--- Start Provided information ---
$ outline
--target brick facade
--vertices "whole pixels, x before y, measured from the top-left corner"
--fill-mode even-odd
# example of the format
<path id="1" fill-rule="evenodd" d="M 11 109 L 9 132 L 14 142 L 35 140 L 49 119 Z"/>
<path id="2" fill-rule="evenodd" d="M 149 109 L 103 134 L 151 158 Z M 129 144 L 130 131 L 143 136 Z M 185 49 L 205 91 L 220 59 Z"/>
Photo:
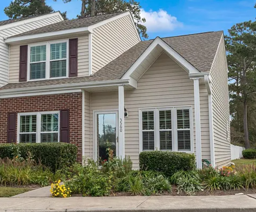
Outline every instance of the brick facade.
<path id="1" fill-rule="evenodd" d="M 82 160 L 82 93 L 35 96 L 0 99 L 0 143 L 7 141 L 8 113 L 69 110 L 69 140 L 78 147 L 78 161 Z M 16 140 L 17 122 L 16 119 Z"/>

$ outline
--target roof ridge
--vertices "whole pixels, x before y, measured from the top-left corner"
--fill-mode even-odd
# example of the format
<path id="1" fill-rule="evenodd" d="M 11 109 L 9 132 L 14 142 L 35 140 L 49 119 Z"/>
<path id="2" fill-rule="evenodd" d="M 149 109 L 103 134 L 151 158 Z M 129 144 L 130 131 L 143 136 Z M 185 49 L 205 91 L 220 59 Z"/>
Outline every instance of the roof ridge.
<path id="1" fill-rule="evenodd" d="M 120 12 L 115 12 L 115 13 L 106 13 L 105 14 L 100 14 L 100 15 L 94 15 L 93 16 L 83 16 L 83 17 L 79 17 L 79 18 L 74 18 L 74 19 L 80 19 L 82 18 L 92 18 L 93 17 L 95 17 L 95 16 L 101 16 L 102 15 L 110 15 L 110 14 L 115 14 L 115 13 L 126 13 L 126 12 L 128 12 L 129 11 L 128 10 L 127 11 L 122 11 Z M 74 19 L 71 19 L 71 20 L 74 20 Z"/>
<path id="2" fill-rule="evenodd" d="M 9 20 L 18 20 L 19 19 L 22 19 L 22 18 L 33 18 L 33 17 L 38 17 L 39 16 L 41 16 L 42 15 L 45 15 L 48 14 L 51 14 L 52 13 L 57 13 L 59 12 L 59 11 L 55 11 L 55 12 L 52 12 L 51 13 L 45 13 L 44 14 L 40 14 L 40 15 L 28 15 L 28 16 L 25 16 L 24 17 L 20 17 L 20 18 L 9 18 L 9 19 L 6 19 L 6 20 L 0 20 L 0 22 L 3 22 L 3 21 L 8 21 Z"/>
<path id="3" fill-rule="evenodd" d="M 202 32 L 202 33 L 194 33 L 192 34 L 188 34 L 187 35 L 176 35 L 175 36 L 169 36 L 168 37 L 159 37 L 159 36 L 157 36 L 157 37 L 160 37 L 161 39 L 165 39 L 165 38 L 175 38 L 176 37 L 183 37 L 184 36 L 189 36 L 190 35 L 200 35 L 201 34 L 206 34 L 208 33 L 216 33 L 216 32 L 223 32 L 223 30 L 220 30 L 219 31 L 210 31 L 208 32 Z M 148 41 L 148 40 L 155 40 L 156 38 L 153 38 L 153 39 L 150 39 L 150 40 L 145 40 L 143 41 Z"/>

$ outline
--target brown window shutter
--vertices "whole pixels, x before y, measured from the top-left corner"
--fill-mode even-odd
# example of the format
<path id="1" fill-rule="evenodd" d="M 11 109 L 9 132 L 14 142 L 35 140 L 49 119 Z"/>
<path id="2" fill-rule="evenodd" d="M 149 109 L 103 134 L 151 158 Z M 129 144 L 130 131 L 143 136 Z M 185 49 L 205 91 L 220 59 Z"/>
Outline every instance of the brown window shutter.
<path id="1" fill-rule="evenodd" d="M 28 45 L 20 46 L 19 82 L 27 81 L 28 69 Z"/>
<path id="2" fill-rule="evenodd" d="M 78 38 L 69 39 L 69 77 L 77 76 L 78 43 Z"/>
<path id="3" fill-rule="evenodd" d="M 60 111 L 60 141 L 69 143 L 69 109 Z"/>
<path id="4" fill-rule="evenodd" d="M 7 143 L 14 143 L 16 141 L 16 113 L 8 113 Z"/>

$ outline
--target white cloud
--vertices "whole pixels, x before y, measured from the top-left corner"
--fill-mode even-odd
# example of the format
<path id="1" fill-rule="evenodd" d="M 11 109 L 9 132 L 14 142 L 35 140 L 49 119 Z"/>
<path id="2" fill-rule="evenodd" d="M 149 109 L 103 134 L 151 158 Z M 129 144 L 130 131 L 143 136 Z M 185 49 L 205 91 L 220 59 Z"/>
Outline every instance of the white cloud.
<path id="1" fill-rule="evenodd" d="M 143 24 L 147 27 L 148 32 L 170 31 L 183 26 L 182 23 L 177 20 L 177 18 L 162 9 L 158 11 L 150 10 L 146 12 L 142 9 L 141 16 L 146 19 L 146 22 Z"/>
--- End Provided information ---
Return the entries verbatim, from the start through the line containing "202 32 L 202", and omit the pictures from your answer.

$ outline
--target brick facade
--vertices "whole pixels, x before y, measured from the top-left corner"
--fill-mode even-odd
# example of the format
<path id="1" fill-rule="evenodd" d="M 11 109 L 9 132 L 14 142 L 35 140 L 49 119 Z"/>
<path id="2" fill-rule="evenodd" d="M 149 109 L 103 134 L 151 158 Z M 129 144 L 130 131 L 143 136 Z M 185 49 L 205 91 L 220 59 Z"/>
Photo:
Outline every instance of the brick facade.
<path id="1" fill-rule="evenodd" d="M 82 160 L 82 93 L 35 96 L 0 99 L 0 143 L 7 141 L 8 113 L 69 110 L 69 140 L 78 147 L 78 161 Z M 16 140 L 17 122 L 16 119 Z"/>

$ outline
--target roof ridge
--vertices "whole pixels, x before y, measured from the top-left corner"
--fill-mode even-odd
# example of the format
<path id="1" fill-rule="evenodd" d="M 11 109 L 9 132 L 14 142 L 35 140 L 49 119 Z"/>
<path id="2" fill-rule="evenodd" d="M 149 109 L 103 134 L 151 158 Z M 129 144 L 130 131 L 143 136 Z M 185 49 L 205 91 L 220 59 Z"/>
Outline every instance of the roof ridge.
<path id="1" fill-rule="evenodd" d="M 120 12 L 115 12 L 115 13 L 106 13 L 105 14 L 100 14 L 100 15 L 94 15 L 93 16 L 83 16 L 83 17 L 79 17 L 79 18 L 74 18 L 74 19 L 80 19 L 82 18 L 92 18 L 93 17 L 95 17 L 95 16 L 101 16 L 102 15 L 110 15 L 110 14 L 115 14 L 115 13 L 126 13 L 126 12 L 128 12 L 129 11 L 128 10 L 127 11 L 122 11 Z M 74 19 L 71 19 L 71 20 L 74 20 Z"/>
<path id="2" fill-rule="evenodd" d="M 9 20 L 18 20 L 19 19 L 22 19 L 22 18 L 33 18 L 33 17 L 38 17 L 39 16 L 41 16 L 42 15 L 45 15 L 48 14 L 51 14 L 52 13 L 57 13 L 59 12 L 59 11 L 55 11 L 55 12 L 52 12 L 51 13 L 45 13 L 44 14 L 40 14 L 40 15 L 28 15 L 28 16 L 25 16 L 24 17 L 20 17 L 20 18 L 9 18 L 9 19 L 6 19 L 6 20 L 0 20 L 0 22 L 3 22 L 3 21 L 8 21 Z"/>
<path id="3" fill-rule="evenodd" d="M 202 32 L 202 33 L 194 33 L 192 34 L 188 34 L 187 35 L 176 35 L 175 36 L 169 36 L 168 37 L 159 37 L 159 36 L 157 36 L 157 37 L 160 37 L 161 39 L 165 39 L 165 38 L 175 38 L 176 37 L 183 37 L 184 36 L 189 36 L 190 35 L 200 35 L 201 34 L 206 34 L 208 33 L 216 33 L 216 32 L 223 32 L 223 30 L 220 30 L 219 31 L 210 31 L 208 32 Z M 148 41 L 148 40 L 155 40 L 156 38 L 153 38 L 153 39 L 150 39 L 150 40 L 145 40 L 143 41 Z"/>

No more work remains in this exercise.